──────── EXTRACT TO READ

1. Field of the Invention
The present invention relates, in general, to diagnostic kits for the measurement of a fluid sample characteristic and, in particular, to diagnostic kits that include test strip calibration codes and related methods.
2. Description of the Related Art
Typical diagnostic kits for the measurement of a fluid sample characteristic include a device, such as a hand-held meter, and a test strip (e.g., a disposable blood glucose test strip) to which a fluid sample is applied. The device and test strip are used in tandem to measure an analyte concentration(s) (e.g., blood glucose concentration) or other characteristic(s) (e.g., prothrombin time [PT] and/or International Normalization Ratio [INR]) of the fluid sample. The device typically measures a property or properties of the test strip (e.g., an optical reflectance, optical transmittance or an electrochemical property) and then employs an algorithm(s) to calculate the characteristic based on the measured property or properties. Such conventional diagnostic kits are described in, for example, U.S. Pat. No. 6,084,660, issued on Jul. 4, 2000 and U.S. Pat. No. 6,261,519, issued Jul. 17, 2001 and U.S. patent application Ser. No. 10/100,531, filed Mar. 14, 2002, each of which is hereby fully incorporated by reference, as well as PCT patent applications WO 0248707 A2 and WO 0157510 A2.

────────────────
──────── DATASET EXTRACT

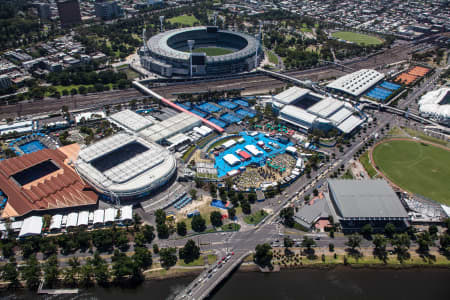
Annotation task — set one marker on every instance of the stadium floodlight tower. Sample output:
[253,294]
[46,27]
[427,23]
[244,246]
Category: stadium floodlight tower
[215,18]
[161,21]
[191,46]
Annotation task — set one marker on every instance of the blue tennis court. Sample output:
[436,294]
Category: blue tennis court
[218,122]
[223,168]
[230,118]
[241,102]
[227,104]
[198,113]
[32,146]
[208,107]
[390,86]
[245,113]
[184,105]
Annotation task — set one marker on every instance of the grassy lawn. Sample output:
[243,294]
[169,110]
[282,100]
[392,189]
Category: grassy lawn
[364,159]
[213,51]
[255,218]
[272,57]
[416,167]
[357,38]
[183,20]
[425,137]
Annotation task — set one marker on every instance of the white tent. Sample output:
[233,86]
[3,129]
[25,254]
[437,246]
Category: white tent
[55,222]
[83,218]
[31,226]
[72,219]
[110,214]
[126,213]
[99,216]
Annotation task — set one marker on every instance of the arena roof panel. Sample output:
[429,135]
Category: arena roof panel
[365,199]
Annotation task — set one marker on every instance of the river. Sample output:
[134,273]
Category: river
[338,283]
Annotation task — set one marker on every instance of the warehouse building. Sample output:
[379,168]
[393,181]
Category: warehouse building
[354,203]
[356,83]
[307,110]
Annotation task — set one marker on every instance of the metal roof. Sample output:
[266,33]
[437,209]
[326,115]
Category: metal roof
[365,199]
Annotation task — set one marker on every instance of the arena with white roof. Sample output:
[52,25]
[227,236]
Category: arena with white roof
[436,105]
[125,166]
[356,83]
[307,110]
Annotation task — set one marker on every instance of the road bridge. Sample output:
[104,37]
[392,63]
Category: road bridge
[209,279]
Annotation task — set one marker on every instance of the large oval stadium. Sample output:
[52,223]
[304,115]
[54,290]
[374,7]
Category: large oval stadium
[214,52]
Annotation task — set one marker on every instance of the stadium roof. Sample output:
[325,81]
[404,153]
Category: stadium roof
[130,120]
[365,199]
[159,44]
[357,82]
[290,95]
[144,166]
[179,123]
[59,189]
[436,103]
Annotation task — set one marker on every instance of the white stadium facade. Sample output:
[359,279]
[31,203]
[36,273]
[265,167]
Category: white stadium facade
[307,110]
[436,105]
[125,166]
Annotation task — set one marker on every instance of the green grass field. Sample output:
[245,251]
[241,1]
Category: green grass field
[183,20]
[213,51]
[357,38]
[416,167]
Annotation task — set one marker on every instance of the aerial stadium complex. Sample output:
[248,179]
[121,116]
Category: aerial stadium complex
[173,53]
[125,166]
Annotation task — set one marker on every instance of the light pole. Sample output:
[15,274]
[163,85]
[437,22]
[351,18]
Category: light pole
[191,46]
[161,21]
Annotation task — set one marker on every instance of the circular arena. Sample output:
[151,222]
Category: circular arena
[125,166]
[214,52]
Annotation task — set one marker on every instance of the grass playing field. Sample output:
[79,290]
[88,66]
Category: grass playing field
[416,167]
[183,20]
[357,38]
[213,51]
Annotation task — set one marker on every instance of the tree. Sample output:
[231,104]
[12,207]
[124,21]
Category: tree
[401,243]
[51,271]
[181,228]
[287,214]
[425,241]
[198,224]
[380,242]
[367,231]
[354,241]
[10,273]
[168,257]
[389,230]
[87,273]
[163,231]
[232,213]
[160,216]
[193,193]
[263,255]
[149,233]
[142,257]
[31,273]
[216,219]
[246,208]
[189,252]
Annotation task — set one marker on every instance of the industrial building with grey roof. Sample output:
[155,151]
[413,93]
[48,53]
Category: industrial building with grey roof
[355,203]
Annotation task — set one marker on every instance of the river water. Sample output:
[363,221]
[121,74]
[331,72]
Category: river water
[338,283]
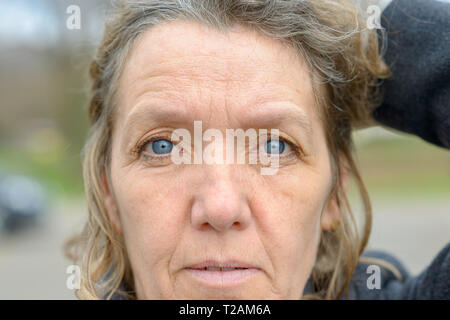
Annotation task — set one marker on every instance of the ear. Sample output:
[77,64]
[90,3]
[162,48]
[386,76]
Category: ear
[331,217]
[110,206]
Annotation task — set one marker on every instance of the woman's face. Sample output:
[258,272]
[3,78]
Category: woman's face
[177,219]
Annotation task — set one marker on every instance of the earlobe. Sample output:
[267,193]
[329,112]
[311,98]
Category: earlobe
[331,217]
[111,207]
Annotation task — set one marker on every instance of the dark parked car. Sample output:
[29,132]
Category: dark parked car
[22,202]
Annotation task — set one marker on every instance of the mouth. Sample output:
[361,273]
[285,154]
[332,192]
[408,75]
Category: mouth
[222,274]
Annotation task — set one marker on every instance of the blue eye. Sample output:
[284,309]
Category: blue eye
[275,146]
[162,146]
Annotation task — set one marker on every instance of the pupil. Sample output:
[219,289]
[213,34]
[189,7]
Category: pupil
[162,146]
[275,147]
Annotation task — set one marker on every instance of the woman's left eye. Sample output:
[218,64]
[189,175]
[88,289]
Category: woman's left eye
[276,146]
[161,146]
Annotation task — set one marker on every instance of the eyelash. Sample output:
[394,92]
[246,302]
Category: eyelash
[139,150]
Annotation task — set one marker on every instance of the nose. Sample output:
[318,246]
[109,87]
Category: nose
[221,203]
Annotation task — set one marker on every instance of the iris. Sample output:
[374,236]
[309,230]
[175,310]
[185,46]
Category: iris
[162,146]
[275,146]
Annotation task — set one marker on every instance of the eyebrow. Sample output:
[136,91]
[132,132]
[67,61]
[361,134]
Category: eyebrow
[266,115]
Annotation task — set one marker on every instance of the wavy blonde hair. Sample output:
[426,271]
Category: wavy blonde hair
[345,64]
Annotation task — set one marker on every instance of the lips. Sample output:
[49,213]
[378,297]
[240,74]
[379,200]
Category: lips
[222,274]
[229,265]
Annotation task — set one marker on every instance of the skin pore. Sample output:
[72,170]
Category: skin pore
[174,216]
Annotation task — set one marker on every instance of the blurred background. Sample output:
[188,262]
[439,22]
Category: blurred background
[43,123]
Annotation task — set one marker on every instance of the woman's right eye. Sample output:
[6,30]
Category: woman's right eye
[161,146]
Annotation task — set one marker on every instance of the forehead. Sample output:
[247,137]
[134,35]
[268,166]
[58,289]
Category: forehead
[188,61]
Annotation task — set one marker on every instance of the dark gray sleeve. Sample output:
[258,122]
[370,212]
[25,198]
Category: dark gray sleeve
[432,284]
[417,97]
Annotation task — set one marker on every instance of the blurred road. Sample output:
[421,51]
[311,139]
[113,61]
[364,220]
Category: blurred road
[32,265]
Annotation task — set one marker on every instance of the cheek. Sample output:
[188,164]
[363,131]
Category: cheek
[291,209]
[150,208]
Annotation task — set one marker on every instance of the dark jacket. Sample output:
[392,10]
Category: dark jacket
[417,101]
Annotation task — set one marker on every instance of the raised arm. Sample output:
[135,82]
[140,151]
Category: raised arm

────────────────

EXERCISE INSTRUCTIONS:
Resume the patent text on diagnostic kits and test strip calibration codes, picking up right after its last sentence.

YOUR RESPONSE:
In order to account for lot-to-lot variation in the test strips of such diagnostic kits, it is commonplace for test strip lots to be calibrated during their manufacture. Such calibration typically includes the determination of calibration parameters and the assignment of a test strip calibration code, associated with those calibration parameters, to each of the test strip lots. For example, in order to assign a test strip calibration code to a lot of prothrombin test strips, coagulation and PT calibration parameters can be experimentally determined using orthogonal regression routines. In such orthogonal regression routines, the bias between experimental test results and reference test results is minimized using a sum of squares function by adjusting various calibration parameters. The result of such an orthogonal regression routine is a set of experimental calibration parameters. If these calibration coefficients were assigned as calibration codes, there would be infinite number of calibration codes. In order to make a finite and manageable number of calibration codes, the experimental calibration parameters are then shifted to coincide with the closest calibration parameters contained in a pre-defined calibration parameter table. A calibration code associated with the closest calibration parameters is subsequently assigned to the lot of prothrombin test strips.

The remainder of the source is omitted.